In the listing below, express everything from the line with "Each instance of the blue" up to and including the line with "648], [608, 648]]" as a two-column CSV with the headers instruction and polygons, one row per labeling request. Put the request's text and its outlines each in a single quoted field, with line breaks replaced by spaces.

▼▼▼

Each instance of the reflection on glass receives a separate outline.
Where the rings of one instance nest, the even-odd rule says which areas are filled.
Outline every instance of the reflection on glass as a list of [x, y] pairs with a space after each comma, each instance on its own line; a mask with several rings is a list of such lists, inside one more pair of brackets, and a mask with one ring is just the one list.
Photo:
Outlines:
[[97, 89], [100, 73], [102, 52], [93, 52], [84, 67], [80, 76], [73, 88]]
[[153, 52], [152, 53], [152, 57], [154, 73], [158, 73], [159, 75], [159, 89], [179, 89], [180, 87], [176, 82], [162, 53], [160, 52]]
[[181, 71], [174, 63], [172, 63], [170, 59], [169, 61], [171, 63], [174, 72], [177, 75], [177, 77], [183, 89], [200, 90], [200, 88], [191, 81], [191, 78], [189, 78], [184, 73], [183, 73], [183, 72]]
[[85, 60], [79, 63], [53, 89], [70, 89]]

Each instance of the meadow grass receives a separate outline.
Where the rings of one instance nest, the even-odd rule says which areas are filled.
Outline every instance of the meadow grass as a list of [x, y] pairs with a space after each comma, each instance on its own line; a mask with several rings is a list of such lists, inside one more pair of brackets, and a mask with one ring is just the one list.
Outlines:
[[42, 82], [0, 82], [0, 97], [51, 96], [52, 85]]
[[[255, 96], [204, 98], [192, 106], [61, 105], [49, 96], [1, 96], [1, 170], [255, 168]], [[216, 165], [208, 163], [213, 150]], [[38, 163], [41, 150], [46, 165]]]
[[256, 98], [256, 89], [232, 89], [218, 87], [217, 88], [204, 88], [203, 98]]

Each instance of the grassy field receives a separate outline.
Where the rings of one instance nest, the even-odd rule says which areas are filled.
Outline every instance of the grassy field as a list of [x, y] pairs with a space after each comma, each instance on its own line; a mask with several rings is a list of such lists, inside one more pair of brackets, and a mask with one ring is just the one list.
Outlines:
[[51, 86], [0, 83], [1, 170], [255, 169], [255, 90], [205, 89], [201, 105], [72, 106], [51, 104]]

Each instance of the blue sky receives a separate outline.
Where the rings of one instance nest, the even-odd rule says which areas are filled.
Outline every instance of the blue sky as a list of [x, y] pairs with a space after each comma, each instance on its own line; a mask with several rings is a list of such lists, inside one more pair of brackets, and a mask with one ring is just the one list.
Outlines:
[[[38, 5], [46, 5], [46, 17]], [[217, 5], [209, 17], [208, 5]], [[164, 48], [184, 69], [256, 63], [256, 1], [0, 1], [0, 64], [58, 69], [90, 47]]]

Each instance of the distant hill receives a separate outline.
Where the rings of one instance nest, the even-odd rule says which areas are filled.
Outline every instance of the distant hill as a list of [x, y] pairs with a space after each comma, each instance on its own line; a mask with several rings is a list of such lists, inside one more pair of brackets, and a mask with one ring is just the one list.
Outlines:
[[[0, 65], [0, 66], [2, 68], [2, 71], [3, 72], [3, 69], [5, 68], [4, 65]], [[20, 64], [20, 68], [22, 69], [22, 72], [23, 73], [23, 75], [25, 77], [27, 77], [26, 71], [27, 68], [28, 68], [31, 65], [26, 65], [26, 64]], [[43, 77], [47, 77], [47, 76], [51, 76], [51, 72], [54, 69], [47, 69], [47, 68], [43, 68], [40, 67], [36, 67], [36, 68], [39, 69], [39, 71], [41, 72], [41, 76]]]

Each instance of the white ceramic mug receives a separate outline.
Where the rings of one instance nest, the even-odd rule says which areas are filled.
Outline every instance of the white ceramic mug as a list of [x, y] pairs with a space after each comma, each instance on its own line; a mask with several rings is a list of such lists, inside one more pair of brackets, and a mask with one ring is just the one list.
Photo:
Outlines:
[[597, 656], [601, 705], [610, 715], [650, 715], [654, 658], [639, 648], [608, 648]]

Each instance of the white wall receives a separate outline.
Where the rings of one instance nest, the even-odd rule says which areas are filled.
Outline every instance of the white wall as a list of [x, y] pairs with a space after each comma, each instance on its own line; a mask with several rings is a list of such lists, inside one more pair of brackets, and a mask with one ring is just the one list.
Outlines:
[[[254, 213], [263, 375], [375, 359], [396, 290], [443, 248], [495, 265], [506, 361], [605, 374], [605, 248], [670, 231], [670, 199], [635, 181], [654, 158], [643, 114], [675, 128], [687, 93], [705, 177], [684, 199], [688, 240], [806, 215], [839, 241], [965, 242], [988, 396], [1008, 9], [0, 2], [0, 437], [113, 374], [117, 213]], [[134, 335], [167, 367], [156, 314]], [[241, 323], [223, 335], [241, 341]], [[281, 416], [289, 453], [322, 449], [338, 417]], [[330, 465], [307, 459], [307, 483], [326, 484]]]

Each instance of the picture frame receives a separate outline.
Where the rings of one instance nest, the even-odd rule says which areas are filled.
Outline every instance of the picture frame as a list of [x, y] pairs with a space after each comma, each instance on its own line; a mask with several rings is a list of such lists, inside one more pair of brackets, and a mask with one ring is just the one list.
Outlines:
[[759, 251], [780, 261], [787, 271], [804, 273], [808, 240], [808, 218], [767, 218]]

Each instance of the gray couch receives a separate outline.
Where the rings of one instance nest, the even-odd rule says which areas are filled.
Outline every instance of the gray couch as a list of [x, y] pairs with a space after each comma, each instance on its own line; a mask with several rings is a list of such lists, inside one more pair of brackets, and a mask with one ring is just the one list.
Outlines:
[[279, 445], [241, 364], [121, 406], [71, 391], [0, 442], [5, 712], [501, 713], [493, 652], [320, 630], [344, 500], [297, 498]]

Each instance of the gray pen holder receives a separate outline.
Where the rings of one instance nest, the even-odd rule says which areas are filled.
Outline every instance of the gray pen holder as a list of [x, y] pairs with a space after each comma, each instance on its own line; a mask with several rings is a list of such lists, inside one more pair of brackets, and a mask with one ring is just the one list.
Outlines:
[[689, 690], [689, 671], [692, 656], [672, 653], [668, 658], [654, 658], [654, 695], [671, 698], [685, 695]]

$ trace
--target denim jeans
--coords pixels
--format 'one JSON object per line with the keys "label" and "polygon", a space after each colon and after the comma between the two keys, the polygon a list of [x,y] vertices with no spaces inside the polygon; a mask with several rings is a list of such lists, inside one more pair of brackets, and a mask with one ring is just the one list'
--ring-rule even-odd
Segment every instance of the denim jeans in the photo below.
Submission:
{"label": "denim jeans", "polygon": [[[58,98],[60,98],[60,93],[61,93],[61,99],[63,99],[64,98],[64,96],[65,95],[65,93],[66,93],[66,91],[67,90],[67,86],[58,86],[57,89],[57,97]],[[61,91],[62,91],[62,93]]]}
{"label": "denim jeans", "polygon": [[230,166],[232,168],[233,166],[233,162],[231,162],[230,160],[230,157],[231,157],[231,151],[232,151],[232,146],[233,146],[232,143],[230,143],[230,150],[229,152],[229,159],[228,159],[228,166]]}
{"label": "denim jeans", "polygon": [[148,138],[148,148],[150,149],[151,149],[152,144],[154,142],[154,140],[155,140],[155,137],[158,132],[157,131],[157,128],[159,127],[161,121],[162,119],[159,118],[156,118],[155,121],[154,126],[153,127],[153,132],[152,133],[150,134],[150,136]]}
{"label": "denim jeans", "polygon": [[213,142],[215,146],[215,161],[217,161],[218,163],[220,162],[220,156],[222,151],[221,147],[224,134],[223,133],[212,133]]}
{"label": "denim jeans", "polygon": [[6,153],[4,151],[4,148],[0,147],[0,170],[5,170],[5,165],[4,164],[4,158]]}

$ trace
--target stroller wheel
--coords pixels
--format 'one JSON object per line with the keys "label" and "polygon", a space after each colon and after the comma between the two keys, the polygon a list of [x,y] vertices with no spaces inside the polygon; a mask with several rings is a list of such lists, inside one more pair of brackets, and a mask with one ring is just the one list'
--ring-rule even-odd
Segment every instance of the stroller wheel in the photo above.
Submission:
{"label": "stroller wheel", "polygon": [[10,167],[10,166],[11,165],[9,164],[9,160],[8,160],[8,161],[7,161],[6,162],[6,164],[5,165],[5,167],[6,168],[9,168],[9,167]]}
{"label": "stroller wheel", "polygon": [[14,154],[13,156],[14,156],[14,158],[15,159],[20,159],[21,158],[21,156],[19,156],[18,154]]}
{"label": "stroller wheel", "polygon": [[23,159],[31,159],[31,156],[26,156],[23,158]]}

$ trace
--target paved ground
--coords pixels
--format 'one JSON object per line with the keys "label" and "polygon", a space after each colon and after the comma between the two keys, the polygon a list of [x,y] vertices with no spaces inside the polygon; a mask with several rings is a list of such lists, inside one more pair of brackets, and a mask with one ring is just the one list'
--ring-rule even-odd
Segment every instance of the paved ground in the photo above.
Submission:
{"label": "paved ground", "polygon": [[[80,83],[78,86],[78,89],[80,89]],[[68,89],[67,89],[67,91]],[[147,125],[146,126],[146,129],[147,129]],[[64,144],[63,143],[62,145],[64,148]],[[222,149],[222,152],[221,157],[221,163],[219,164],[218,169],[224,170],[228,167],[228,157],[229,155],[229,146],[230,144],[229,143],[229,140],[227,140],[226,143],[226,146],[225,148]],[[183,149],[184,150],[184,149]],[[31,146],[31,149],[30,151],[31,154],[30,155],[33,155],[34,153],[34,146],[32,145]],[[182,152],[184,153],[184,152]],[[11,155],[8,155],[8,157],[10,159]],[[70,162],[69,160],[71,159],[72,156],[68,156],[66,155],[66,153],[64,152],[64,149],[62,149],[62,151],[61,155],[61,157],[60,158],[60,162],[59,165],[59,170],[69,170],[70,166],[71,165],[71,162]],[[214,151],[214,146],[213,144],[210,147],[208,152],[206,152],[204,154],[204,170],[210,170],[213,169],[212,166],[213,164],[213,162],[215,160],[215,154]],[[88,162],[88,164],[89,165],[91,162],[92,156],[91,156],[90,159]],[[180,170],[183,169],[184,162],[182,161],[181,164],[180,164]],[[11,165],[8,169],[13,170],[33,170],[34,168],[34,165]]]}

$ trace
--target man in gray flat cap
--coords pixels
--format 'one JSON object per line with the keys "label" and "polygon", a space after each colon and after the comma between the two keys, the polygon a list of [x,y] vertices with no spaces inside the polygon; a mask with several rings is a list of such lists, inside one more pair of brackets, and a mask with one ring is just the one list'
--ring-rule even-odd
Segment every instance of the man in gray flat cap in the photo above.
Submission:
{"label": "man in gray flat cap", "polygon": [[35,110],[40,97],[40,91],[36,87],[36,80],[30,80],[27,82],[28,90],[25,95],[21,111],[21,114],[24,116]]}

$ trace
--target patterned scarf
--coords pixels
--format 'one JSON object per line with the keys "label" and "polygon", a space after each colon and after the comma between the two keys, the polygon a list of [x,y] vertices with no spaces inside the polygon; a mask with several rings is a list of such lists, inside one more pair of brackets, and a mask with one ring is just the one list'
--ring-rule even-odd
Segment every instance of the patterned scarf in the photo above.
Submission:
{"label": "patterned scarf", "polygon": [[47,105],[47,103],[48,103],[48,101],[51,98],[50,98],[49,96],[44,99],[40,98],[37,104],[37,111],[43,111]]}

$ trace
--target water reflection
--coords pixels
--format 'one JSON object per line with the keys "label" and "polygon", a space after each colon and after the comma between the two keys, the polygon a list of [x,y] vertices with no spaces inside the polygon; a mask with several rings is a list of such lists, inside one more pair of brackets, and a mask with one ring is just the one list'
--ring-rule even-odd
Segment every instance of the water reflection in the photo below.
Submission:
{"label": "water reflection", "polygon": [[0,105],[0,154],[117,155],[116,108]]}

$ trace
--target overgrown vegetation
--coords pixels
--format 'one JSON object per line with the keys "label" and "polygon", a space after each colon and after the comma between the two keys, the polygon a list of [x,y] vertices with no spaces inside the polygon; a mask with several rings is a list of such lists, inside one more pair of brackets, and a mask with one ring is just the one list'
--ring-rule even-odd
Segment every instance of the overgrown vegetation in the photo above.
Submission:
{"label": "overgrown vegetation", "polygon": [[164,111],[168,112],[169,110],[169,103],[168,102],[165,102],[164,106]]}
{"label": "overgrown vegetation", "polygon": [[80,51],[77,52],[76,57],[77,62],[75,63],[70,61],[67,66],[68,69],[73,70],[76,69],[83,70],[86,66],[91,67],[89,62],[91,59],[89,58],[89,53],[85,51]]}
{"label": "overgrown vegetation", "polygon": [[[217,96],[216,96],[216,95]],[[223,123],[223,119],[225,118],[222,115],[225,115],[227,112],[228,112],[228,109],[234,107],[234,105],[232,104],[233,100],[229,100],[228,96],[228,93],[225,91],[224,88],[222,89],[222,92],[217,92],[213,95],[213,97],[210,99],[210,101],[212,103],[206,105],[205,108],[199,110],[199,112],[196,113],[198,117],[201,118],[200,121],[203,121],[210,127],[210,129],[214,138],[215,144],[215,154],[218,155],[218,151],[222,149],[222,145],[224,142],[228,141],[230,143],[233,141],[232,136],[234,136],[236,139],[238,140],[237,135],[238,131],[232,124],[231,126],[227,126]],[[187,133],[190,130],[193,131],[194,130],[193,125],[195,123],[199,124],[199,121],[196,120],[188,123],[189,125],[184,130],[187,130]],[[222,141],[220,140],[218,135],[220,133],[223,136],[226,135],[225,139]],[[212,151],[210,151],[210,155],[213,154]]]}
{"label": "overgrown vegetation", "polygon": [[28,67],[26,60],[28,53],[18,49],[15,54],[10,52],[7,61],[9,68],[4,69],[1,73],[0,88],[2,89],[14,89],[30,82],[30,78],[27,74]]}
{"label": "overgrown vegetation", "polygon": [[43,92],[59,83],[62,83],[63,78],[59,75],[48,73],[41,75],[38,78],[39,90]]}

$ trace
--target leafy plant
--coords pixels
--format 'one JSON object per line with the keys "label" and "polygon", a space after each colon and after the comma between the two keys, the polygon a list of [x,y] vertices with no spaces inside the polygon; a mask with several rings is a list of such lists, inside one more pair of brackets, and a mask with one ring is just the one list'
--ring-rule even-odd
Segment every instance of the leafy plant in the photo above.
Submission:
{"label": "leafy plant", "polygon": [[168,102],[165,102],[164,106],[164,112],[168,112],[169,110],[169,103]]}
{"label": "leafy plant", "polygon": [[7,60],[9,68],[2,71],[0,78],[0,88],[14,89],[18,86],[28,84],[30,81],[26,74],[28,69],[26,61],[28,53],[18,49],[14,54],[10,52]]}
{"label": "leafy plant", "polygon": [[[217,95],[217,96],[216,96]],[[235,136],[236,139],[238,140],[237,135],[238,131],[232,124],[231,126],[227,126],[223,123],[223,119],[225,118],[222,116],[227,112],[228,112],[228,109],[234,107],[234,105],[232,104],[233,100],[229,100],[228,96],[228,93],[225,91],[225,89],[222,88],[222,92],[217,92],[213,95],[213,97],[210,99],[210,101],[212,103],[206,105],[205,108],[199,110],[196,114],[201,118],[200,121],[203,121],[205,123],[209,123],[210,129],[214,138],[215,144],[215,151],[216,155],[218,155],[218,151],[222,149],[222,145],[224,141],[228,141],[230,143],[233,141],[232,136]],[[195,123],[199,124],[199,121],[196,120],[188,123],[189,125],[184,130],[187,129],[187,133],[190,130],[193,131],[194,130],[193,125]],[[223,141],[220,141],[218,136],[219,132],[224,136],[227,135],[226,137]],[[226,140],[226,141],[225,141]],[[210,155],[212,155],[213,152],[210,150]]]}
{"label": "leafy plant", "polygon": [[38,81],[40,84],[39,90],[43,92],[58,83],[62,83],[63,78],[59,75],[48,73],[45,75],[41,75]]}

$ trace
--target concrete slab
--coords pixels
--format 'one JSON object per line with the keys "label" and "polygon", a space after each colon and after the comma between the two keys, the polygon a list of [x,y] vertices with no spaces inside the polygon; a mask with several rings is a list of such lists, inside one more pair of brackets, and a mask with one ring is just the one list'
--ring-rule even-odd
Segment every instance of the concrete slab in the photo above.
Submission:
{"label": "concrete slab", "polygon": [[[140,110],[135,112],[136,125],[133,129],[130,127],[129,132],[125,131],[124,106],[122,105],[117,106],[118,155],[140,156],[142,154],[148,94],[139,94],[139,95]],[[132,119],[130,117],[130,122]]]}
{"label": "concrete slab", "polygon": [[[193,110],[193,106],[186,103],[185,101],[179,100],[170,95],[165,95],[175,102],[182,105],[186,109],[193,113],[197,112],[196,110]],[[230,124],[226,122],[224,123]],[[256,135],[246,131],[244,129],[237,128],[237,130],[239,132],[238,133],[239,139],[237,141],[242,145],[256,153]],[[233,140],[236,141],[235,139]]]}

▲▲▲

ANSWER FOR THE TASK:
instruction,polygons
"Each instance of the blue sky receives a separate outline. Where the rings of one instance nest, the even-odd rule says which areas are filled. Outline every instance of the blue sky as a list of [x, y] pairs with a space after each comma, each instance on its own line; a mask with several rings is a list of such lists, inside one more pair of brackets, and a mask with one ring is just the one list. Outlines:","[[[38, 5], [46, 5], [46, 17]], [[217, 5], [209, 17], [208, 5]], [[164, 48], [184, 69], [256, 63], [256, 1], [0, 1], [0, 64], [58, 69], [90, 47]]]"
"Each instance of the distant hill receives a separate outline. Where the rings of one instance nest, the even-odd rule says which areas are filled. Outline every instance of the distant hill as a list of [x, y] pairs with a space after each comma, each instance on its own line; a mask with several rings is a list of such lists, inside one more pair of brackets, and a mask with one ring is just the one list. Outlines:","[[[0, 65], [0, 66], [2, 68], [2, 71], [3, 72], [3, 69], [5, 68], [4, 65]], [[20, 64], [20, 68], [22, 69], [22, 72], [23, 73], [23, 75], [25, 77], [27, 77], [26, 71], [27, 68], [28, 68], [31, 65], [26, 65], [26, 64]], [[43, 77], [47, 77], [47, 76], [51, 76], [51, 72], [54, 69], [47, 69], [47, 68], [43, 68], [40, 67], [36, 67], [36, 68], [39, 69], [39, 71], [41, 72], [41, 76]]]"
"Each instance of the white ceramic mug receives a separate outline. Where the rings of one instance nest, the even-odd rule says which areas are filled. Outline every instance of the white ceramic mug as a list of [x, y] pairs with a space after each comma, each instance on its own line; a mask with several rings is a list of such lists, inside one more pair of brackets, and a mask with one ring is just the one list. Photo: Outlines:","[[597, 656], [601, 705], [610, 715], [650, 715], [654, 658], [639, 648], [608, 648]]"